● **SELECTED EXCERPT**:

____

She is of course correct: it is easier to find scantily clad people on Google than on Baidu, though this is due to the efficiency of Google’s search algorithms vis-a-vis Baidu, not simply because it’s foreign, and all foreigners are smutty (though that’s a fairly prevalent meme as well).
I often struggle with making interesting, lasting friendships with ‘locals,’ who I (intolerantly) define as Chinese nationals who don’t speak English and and have no strong interest to learn about global affairs. Were I able to do so effectively, it would be possible to gather more information on a broader range of perspectives.
As a result, expats living here often suffer from a ‘foreign-friendly-exposure’ bias, even if the interactions are conducted in Mandarin, for the simple reason that people are interested in talking to us are much more likely to be politically liberal. The only instances of lasting relationships with a ‘genuine local’ I know of are where people are able to substitute very specific interests (like making out) in place of the cultural gap. Sort of depressing that there seems to be no middle ground.
Oh how it tickles to shop for private health insurance. Nationalize me, will you?! What I’m finding is that: comprehensive health coverage is very affordable for young expats. Most of the plans I’ve examined feature no co-pay at all for outpatient or emergency procedures, and even cover acupuncture and moxibustion at elite Chinese medicine clinics. These are available through most major multinational insurers and allow one to go to international-level hospitals anywhere in the world (outside of the US), and run about USD1,300-1,800 per year, which is certainly less than 17% of income. If the plan includes US coverage, it goes up by about 60%. These plans do not provide coverage for procedures relating to pre-existing conditions for a 24-month moratorium.
Americans are a rather unhealthy people, which might be one of the reasons why we spend 17% of income on healthcare. Yet here I am, an unhealthy American, outside of the US, and actuarial giants such as AXA, AIG, and Ping’an are telling me (through a price mechanism) that I’m going to pay much less purely by the fact that I’m not in the US.
This is probably some part of a wider argument on healthcare policy in general. It does seem that if moratoriums on pre-existing conditions were illegal, insurers would need to raise prices significantly across the board. Effectively they would need to assume everyone is slightly less healthy than previous actuarial models suggested. This is because healthy people will generally know their health condition (or the converse, marginally unhealthy people will probably have better access to that information than a potential insurer), the optimal course of action would be to have a very inexpensive, emergency only plan to begin with. If something that is considered a pre-existing condition emerges, immediately switch to a higher priced, more inclusive plan. If insurers are prevented from price discriminating on the basis of (already limited) actuarial information, they will inevitably be forced to raise prices on all participants in the scheme to make the system solvent. Whether there is some efficiency loss between the two regimes is an empirical question, one which I’m not remotely qualified to address. If no efficiency loss: nationalize everyone. Even better, cover everyone in the world, since the best rates would be possible by covering as large a population as possible (and you get better data). If there is an efficiency loss, then the (socially equitable) course would be to have healthy people pay a tax to subsidize the difference in cost to provide coverage for the unhealthy people. Doing so would, it seems, maintain actuarial standards and provide better pricing across the board.

____

● **TO DO**:
From the excerpt on expat life in China and health insurance, return the passage starting at "She is of course" and ending at "range of perspectives.", copied word for word.

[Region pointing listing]
____

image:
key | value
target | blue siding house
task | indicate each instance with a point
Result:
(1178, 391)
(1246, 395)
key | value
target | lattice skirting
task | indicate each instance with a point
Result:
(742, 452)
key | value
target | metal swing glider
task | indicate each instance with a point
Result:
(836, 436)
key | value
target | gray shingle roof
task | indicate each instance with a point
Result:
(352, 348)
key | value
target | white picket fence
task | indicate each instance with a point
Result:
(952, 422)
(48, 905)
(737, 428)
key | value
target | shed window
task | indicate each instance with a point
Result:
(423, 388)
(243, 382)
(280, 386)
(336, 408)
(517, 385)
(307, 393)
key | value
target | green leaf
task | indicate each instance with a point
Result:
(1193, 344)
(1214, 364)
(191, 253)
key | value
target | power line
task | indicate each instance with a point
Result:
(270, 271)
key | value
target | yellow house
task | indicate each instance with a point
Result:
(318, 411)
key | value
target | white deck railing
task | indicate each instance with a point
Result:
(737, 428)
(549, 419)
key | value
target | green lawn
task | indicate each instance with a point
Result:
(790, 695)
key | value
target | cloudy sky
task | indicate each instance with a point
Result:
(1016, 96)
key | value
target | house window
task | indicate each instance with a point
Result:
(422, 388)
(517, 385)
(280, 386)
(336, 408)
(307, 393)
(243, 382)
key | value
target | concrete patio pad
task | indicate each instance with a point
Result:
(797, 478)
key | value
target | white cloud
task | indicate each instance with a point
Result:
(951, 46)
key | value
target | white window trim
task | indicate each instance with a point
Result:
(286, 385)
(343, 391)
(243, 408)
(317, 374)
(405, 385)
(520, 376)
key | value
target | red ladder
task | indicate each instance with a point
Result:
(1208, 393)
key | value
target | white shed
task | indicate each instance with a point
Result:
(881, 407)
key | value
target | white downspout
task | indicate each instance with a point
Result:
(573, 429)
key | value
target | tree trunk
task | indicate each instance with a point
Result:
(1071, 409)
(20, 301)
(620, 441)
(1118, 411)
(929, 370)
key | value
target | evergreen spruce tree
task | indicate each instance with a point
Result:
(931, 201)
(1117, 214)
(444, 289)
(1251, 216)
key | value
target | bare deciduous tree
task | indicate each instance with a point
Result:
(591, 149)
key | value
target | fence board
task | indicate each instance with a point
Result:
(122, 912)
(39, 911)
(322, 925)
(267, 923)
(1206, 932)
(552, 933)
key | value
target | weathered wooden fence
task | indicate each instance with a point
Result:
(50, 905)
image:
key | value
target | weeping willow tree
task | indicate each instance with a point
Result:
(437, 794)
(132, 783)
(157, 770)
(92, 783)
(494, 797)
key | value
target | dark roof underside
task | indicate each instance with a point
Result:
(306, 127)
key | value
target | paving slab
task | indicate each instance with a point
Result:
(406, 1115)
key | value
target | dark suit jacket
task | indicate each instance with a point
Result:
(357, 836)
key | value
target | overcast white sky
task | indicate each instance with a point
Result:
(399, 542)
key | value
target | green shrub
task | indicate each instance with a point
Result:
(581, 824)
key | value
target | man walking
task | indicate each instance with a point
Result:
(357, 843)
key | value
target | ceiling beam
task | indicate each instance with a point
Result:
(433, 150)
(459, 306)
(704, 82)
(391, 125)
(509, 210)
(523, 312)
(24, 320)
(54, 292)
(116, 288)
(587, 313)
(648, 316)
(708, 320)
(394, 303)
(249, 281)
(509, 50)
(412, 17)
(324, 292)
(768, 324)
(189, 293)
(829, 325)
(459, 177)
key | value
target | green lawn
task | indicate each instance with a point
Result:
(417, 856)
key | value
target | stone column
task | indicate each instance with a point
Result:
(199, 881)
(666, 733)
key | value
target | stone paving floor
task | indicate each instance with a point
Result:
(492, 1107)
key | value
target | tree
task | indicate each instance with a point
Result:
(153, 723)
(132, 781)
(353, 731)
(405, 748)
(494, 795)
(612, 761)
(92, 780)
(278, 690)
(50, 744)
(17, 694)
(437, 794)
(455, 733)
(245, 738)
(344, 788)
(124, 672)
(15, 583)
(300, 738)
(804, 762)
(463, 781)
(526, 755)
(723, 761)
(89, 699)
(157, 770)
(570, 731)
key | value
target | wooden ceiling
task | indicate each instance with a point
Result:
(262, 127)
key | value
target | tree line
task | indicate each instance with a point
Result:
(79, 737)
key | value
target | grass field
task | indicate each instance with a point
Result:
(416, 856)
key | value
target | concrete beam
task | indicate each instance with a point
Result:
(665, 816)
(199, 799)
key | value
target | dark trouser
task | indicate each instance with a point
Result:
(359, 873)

____

● **RESPONSE BOX**:
She is of course correct: it is easier to find scantily clad people on Google than on Baidu, though this is due to the efficiency of Google’s search algorithms vis-a-vis Baidu, not simply because it’s foreign, and all foreigners are smutty (though that’s a fairly prevalent meme as well).
I often struggle with making interesting, lasting friendships with ‘locals,’ who I (intolerantly) define as Chinese nationals who don’t speak English and and have no strong interest to learn about global affairs. Were I able to do so effectively, it would be possible to gather more information on a broader range of perspectives.